→ **Excerpt provided**
Hospitals see 9th month of negative margins in ‘very difficult 2022’

The end of the third quarter continued what has been one of the worst years for hospitals, according to Kaufman Hall’s new monthly report.

After nine months of negative margins, hospitals are still waiting for relief.

With three quarters of 2022 in the books, hospitals continue to see disappointing returns on what has been one of the worst years for hospitals, according to the latest monthly report from Kaufman Hall.

Hospital margins remained in negative territory for the ninth consecutive month, the consulting firm says. Analysts have said this has been the most difficult year financially for hospitals in the COVID-19 pandemic.

Hospitals suffered decreases in discharges, operating room time and inpatient minutes in September, the report stated.

Healthcare leaders probably shouldn’t expect a big rebound in the last quarter, said Erik Swanson, a senior vice president of data and analytics at Kaufman Hall.

“Heading into the final quarter of the year, hospitals and physician practices have had little reprieve during a very difficult 2022 from a financial perspective,” Swanson said in a statement. “Hospitals and physician practices could climb back into the black by the end of the year, but it is looking less and less likely as months of negative margins continue to pile up.”

Hospital revenues suffered because operating room minutes dropped by 5% in September, compared to the previous month, the report stated.

The median year-to-date operating margin index for hospitals was -0.1% in September, Kaufman Hall reported.

Emergency department visits, adjusted patient days and discharges all fell 3% from August to September, according to the report.

Hospitals are seeing sicker patients requiring more care, as seen in the drop in discharges. Healthcare executives have said staffing shortages at post-acute care facilities have hampered transferring patients who are ready to be discharged. Hospitals are asking Congress for more aid to care for patients that can’t be discharged due to a lack of staff and beds at long-term care facilities.

Hospitals have been suffering steep losses in 2022, due to inconsistent volumes, higher labor expenses, and rising supply costs. More than half of the nation’s hospital systems could finish the year in negative margins, according to a Kaufman Hall analysis for the American Hospital Association.

→ **What you are asked to do**
According to the article on hospital margins, by how much did operating room minutes drop in September compared with the month before?

Saved entries
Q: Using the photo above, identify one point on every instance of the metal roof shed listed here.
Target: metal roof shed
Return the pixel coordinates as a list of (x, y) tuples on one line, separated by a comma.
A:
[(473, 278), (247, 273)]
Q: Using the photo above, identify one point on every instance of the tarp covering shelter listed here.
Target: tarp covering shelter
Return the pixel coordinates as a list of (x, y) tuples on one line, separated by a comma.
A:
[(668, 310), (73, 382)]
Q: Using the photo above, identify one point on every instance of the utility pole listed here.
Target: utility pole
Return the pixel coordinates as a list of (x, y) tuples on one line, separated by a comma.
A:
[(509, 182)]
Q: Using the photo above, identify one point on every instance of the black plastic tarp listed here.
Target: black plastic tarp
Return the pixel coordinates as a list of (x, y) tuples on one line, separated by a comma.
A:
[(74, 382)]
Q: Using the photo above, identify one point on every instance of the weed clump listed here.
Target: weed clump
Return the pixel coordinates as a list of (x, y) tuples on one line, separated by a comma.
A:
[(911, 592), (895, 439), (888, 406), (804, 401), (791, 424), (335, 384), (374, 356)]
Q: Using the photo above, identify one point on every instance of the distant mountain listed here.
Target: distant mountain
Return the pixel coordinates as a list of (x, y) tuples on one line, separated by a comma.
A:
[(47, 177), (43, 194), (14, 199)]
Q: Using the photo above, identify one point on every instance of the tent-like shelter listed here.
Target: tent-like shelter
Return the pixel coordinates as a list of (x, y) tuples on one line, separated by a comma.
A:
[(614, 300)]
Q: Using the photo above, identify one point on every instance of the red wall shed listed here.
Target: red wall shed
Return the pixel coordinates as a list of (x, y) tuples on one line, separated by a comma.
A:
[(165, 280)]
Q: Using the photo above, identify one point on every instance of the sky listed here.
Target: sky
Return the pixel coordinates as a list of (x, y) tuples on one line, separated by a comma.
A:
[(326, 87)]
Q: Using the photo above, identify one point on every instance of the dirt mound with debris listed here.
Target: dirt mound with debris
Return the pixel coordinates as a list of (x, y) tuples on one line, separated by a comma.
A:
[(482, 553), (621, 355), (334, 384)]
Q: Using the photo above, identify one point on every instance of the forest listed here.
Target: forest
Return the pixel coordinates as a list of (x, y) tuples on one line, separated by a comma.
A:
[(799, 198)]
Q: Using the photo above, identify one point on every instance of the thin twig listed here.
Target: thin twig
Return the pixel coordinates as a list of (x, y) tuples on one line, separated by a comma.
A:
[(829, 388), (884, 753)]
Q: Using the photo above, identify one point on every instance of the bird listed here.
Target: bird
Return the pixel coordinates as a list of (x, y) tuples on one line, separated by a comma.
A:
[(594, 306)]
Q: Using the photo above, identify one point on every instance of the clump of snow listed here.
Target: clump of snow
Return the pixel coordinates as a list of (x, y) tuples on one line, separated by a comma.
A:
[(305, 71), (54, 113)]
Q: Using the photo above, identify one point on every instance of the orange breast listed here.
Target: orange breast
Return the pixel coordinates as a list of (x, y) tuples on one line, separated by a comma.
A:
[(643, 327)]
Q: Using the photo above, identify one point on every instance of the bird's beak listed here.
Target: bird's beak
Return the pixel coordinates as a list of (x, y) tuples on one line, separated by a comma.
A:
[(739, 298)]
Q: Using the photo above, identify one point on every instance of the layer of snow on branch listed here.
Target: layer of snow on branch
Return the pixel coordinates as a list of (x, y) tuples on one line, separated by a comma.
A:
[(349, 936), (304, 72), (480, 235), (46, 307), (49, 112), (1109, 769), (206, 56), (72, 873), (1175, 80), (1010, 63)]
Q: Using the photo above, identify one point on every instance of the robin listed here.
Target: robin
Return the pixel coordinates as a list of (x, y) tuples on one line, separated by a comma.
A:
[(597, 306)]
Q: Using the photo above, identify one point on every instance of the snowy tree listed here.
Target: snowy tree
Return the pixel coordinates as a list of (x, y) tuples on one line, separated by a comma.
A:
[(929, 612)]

→ **Task result**
They dropped by 5%.